--- begin Page ---
How do you fall a year behind? People like to blame things on publishers pushing games out before they are ready but from their persepctive it is quite different. They give you deadlines, you meet them. There isn't any excuse for being a full year behind. Everyone makes it sound like the publishers say "hey, you know how we said how you would have 24 months for this project? Well now its 12!"

The reality is "you know how we said you would have 24 months - well this is month 24!"

Inability to make a mutually agreed-upon date is not the fault of the publisher.


Title: Re: AGC Rivebrog: The Age of the Dinosaurs
Post by: Yoru on September 10, 2006, 05:04:56 PM
Someone's apparently never heard of feature creep.


Title: Re: AGC Rivebrog: The Age of the Dinosaurs
Post by: Ookii on September 10, 2006, 06:30:00 PM
Well then, I have two things to say:

1: That isn't what you said on the boards. Obviously there is pressure to mislead there and that's what you did. I'm not going to preach and say how awful of you, that's understandable. But it does make you look pretty foolish for people reading the boards.

2: How did you get a year behind? When you have a date and you are in danger of missing it there are exactly three things you can do:

a: Cut features
b: Push out the date
c: Release at low quality

Usually b isn't an option, and out of the remaining choices a) is usually far preferable.

How do you fall a year behind? People like to blame things on publishers pushing games out before they are ready but from their persepctive it is quite different. They give you deadlines, you meet them. There isn't any excuse for being a full year behind. Everyone makes it sound like the publishers say "hey, you know how we said how you would have 24 months for this project? Well now its 12!"

The reality is "you know how we said you would have 24 months - well this is month 24!"
--- end Page ---
▶ **Set task 1**
Count the lines of the records that contain the word "image", and give only that number.
The forum thread above and the records that come next have no connection to each other.
--- begin Data for this exercise ---
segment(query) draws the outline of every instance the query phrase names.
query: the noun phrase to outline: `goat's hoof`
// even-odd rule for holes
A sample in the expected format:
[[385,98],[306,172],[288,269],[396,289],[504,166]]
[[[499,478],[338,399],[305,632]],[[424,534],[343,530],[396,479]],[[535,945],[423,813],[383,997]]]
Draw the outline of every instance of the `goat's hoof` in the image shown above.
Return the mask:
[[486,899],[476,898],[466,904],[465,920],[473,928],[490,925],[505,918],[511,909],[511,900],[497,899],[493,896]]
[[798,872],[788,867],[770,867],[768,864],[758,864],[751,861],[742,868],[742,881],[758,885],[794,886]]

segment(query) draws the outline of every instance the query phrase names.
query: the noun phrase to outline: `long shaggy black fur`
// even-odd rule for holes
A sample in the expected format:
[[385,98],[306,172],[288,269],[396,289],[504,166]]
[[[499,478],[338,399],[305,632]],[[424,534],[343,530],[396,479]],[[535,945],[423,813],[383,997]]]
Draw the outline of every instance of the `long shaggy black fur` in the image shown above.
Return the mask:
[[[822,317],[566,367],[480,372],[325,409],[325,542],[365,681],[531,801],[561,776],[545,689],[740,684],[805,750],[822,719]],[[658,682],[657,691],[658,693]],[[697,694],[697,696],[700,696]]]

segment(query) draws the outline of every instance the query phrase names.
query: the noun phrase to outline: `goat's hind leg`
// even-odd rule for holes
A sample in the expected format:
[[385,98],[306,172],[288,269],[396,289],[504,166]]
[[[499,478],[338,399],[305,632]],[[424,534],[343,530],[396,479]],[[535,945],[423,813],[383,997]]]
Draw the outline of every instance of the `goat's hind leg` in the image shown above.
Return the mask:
--- end Data for this exercise ---
▶ **Set task 2**
Copy the forum thread word for word, from start to finish.

▶ **Response 1**
3

▶ **Response 2**
How do you fall a year behind? People like to blame things on publishers pushing games out before they are ready but from their persepctive it is quite different. They give you deadlines, you meet them. There isn't any excuse for being a full year behind. Everyone makes it sound like the publishers say "hey, you know how we said how you would have 24 months for this project? Well now its 12!"

The reality is "you know how we said you would have 24 months - well this is month 24!"

Inability to make a mutually agreed-upon date is not the fault of the publisher.


Title: Re: AGC Rivebrog: The Age of the Dinosaurs
Post by: Yoru on September 10, 2006, 05:04:56 PM
Someone's apparently never heard of feature creep.


Title: Re: AGC Rivebrog: The Age of the Dinosaurs
Post by: Ookii on September 10, 2006, 06:30:00 PM
Well then, I have two things to say:

1: That isn't what you said on the boards. Obviously there is pressure to mislead there and that's what you did. I'm not going to preach and say how awful of you, that's understandable. But it does make you look pretty foolish for people reading the boards.

2: How did you get a year behind? When you have a date and you are in danger of missing it there are exactly three things you can do:

a: Cut features
b: Push out the date
c: Release at low quality

Usually b isn't an option, and out of the remaining choices a) is usually far preferable.

How do you fall a year behind? People like to blame things on publishers pushing games out before they are ready but from their persepctive it is quite different. They give you deadlines, you meet them. There isn't any excuse for being a full year behind. Everyone makes it sound like the publishers say "hey, you know how we said how you would have 24 months for this project? Well now its 12!"

The reality is "you know how we said you would have 24 months - well this is month 24!"